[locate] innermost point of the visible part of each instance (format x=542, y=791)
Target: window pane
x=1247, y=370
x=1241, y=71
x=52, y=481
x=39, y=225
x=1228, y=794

Exercise prompt —
Your reply should contain each entry, copied without alteration.

Response to the task —
[locate] innermost point of the visible part of each instance (format x=542, y=791)
Target: window pane
x=1247, y=370
x=1241, y=71
x=52, y=481
x=39, y=225
x=1228, y=794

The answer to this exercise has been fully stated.